**Records supplied:**
——————————

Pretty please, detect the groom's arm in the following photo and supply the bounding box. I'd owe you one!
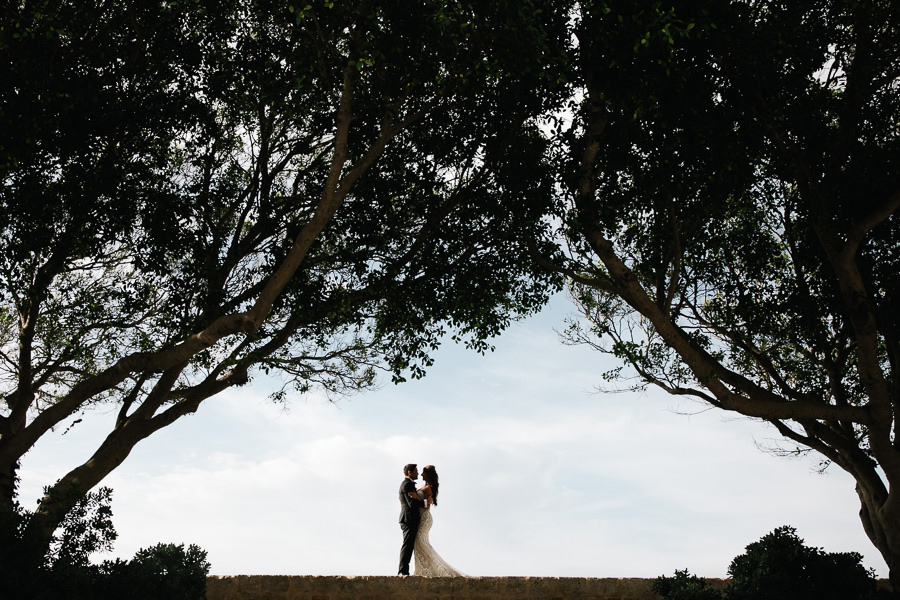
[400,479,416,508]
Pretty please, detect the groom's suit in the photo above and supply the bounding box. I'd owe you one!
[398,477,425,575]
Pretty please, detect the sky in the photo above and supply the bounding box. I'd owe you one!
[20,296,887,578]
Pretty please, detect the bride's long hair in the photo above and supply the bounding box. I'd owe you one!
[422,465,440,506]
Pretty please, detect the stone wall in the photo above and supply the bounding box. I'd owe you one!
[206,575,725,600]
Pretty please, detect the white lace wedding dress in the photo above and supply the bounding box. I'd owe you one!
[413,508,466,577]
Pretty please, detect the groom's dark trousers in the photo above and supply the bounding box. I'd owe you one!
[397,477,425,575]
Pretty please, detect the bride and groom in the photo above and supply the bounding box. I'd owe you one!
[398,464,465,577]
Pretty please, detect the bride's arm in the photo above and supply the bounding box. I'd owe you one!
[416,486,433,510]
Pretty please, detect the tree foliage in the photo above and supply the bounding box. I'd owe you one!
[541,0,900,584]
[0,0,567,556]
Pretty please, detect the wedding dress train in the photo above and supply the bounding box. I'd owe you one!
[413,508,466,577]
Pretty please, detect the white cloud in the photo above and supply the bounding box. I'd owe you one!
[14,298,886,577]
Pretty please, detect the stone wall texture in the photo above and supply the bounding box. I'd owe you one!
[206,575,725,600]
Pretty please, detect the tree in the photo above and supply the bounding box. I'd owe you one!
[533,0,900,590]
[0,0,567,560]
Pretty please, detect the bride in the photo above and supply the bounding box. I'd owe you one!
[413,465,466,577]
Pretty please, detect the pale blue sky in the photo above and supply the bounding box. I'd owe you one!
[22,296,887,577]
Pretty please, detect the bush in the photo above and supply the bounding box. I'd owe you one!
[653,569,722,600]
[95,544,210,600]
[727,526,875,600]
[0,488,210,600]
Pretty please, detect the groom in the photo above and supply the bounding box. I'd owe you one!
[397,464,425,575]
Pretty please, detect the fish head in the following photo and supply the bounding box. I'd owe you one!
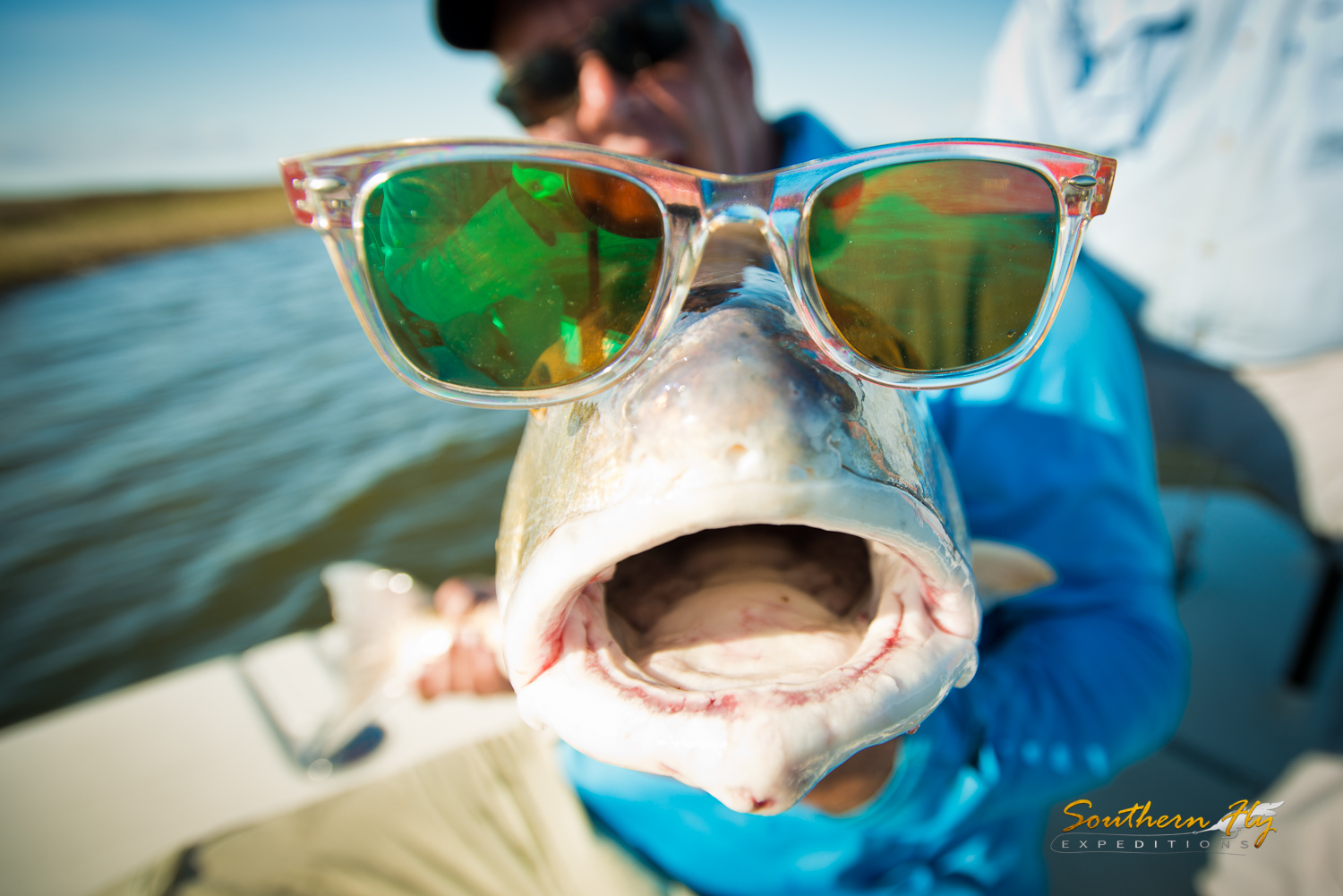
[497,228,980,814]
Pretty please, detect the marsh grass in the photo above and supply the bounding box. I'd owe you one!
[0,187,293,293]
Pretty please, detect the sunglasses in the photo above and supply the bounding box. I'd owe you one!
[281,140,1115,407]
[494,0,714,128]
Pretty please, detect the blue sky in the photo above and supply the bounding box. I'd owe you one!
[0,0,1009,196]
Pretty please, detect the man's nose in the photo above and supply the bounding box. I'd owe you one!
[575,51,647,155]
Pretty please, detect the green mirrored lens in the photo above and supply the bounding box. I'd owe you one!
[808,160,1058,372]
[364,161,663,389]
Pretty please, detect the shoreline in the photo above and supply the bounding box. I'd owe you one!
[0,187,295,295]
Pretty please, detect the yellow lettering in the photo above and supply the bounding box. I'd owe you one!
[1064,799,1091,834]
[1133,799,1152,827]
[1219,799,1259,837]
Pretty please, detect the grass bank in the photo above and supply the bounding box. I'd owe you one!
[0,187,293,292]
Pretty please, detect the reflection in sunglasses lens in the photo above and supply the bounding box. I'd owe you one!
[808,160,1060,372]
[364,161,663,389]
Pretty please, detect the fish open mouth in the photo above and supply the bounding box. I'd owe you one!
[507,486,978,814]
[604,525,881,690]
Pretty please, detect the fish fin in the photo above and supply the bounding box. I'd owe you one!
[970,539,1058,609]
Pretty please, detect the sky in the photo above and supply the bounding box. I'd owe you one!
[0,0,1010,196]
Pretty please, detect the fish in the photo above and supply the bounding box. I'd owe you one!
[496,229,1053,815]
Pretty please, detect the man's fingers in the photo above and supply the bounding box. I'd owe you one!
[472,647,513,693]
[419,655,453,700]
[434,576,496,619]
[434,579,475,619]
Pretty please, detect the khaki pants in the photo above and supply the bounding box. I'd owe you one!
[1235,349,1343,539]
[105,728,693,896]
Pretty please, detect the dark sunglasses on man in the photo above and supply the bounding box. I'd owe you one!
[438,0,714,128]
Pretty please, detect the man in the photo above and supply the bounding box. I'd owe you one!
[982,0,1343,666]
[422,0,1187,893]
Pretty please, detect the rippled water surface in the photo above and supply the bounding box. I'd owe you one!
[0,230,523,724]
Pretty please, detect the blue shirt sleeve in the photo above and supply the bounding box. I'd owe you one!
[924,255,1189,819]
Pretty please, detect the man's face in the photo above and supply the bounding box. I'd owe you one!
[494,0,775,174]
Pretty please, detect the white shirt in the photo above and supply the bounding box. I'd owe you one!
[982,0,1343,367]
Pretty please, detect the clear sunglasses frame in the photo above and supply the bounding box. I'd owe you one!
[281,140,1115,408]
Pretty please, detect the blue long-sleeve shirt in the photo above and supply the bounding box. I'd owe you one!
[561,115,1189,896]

——————————

**Problem requirements:**
Copy out all the lines above word for word, omitting the pictures.

**The response:**
Pretty please, detect the groom's arm in the following photo and supply the bounding box. I'd owe you one!
[400,479,416,508]
Pretty please, detect the groom's suit in the photo above and supply the bounding box. I'd owe you one!
[398,477,425,575]
Pretty please, detect the sky in the photo above and supply the bounding box. I'd owe you one!
[20,296,887,578]
Pretty please, detect the bride's long hair in the photo above and supply the bounding box. I'd owe you one!
[422,465,440,506]
Pretty please, detect the stone wall in the photo above and supply the bounding box. I'd owe you one!
[206,575,725,600]
Pretty please, detect the white lace wedding dress in the photo above and supply the bounding box. I'd owe you one!
[413,508,466,577]
Pretty please, detect the groom's dark trousers in the photo above and supply the bounding box. I'd owe you one!
[397,477,425,575]
Pretty please, detect the bride and groom in the photo above and supply the bounding box. I'd owe you one!
[398,464,465,577]
Pretty please, detect the bride's arm in the photo above and supply the bounding box. I'd owe you one!
[416,486,433,510]
Pretty please, detect the tree foliage in the photo above and supply the bounding box. I'd owe you one!
[541,0,900,584]
[0,0,567,556]
Pretty please, detect the wedding dress train in the photo above and supply the bounding box. I'd owe you one!
[413,508,466,577]
Pretty please, detect the white cloud in the photo above and supply the bounding box. I'd owe you one!
[14,298,886,577]
Pretty please, detect the stone wall texture in the photo above and supply the bounding box. I'd owe you one!
[206,575,725,600]
Pretty please, detect the tree in the photo above and supply the bounding box. I'd owe you one!
[533,0,900,590]
[0,0,567,560]
Pretty please, detect the bride in the photo above and supply the bounding box. I'd owe you one!
[413,465,466,577]
Pretty please, detect the pale blue sky in the photo above and supply the bounding box. I'd owe you one!
[22,296,887,577]
Pretty please, detect the bush in the photo above and supply the bounding box. I'd owe you one!
[653,569,722,600]
[95,544,210,600]
[727,526,875,600]
[0,488,210,600]
Pretty please, detect the groom in the photo above and supply the bounding box. I'd owe you one!
[397,464,425,575]
Pretty please, detect the fish head in the following photo and supply the bounding box. I'd owe you one!
[497,228,980,814]
Pretty please, detect the marsh grass in the photo above and supply the bounding box. I'd owe you one!
[0,187,293,293]
Pretty please, detect the sunglasses in the photo above and supply the bounding box. I'd owe you one!
[281,140,1115,407]
[494,0,714,128]
Pretty please, detect the blue sky in the photo above and supply the bounding box. I'd owe you one!
[0,0,1009,196]
Pretty please, detect the man's nose in the photo above and supply the bounding box. I'd owe you one!
[575,51,647,155]
Pretty please, detect the green mirrored lens in the photo above and supply the bounding box. I'd owe you one!
[808,160,1058,372]
[364,161,663,389]
Pretty please, detect the shoreline in the photo above and supply the bounding box. I'd owe you one!
[0,187,295,295]
Pretty please, detect the yellow lettering in the photo above and supply the bounding box. I'd owe you one!
[1064,799,1091,834]
[1133,799,1152,827]
[1219,799,1259,837]
Pretty please, detect the grass bank in the photo above and supply the bounding box. I'd owe you one!
[0,187,293,292]
Pretty please, detect the reflection in sunglasses lens in the photo above and supply the bounding box. I'd owe you one!
[808,160,1060,372]
[364,161,663,389]
Pretty please, detect the fish open mouth in the photo above and supply the bounding box. I'd owe you one!
[507,486,978,814]
[604,525,881,690]
Pretty please, detect the fish fin in the photo above and supply the bounding box. I'd owe you one!
[970,539,1058,609]
Pretty please, detect the sky in the photo above and supply the bounding box. I'd owe you one!
[0,0,1010,196]
Pretty please, detect the fish in the photo above and supply the bounding box. I'd owe you one!
[496,229,1053,815]
Pretty please, detect the man's fingers in the photo above and supply the bounding box. I'd owe you one!
[472,647,513,693]
[419,655,453,700]
[434,576,496,619]
[434,579,475,619]
Pretty please, detect the khaki pants in the photo above and supply the bounding box. I'd owe you one!
[1235,349,1343,539]
[105,728,693,896]
Pretty please, detect the dark sunglasses on man in the photo above and supply the bounding box. I'd owe you one!
[438,0,714,128]
Pretty please, detect the man in the photo above and supply the bounding box. I'd owe you one!
[982,0,1343,666]
[422,0,1187,893]
Pretty please, detect the rippled water surface in the photo above and supply the bounding box. I'd owe you one!
[0,230,523,724]
Pretty please, detect the blue shirt sleeve in the photo above and supply the bounding box. I'd owe you one!
[924,255,1189,819]
Pretty please, detect the man's face in the photo above and supply the bounding box. I'd owe you one!
[494,0,775,174]
Pretty please, detect the white shirt in the photo above and supply the bounding box. I'd owe you one!
[982,0,1343,367]
Pretty please, detect the clear sunglasses frame in the photo above and supply the bounding box. I'd owe you one!
[281,140,1115,408]
Pretty please, detect the blue long-sleeve shirt in the photo above and supply the bounding box. I'd owe you one!
[561,115,1189,896]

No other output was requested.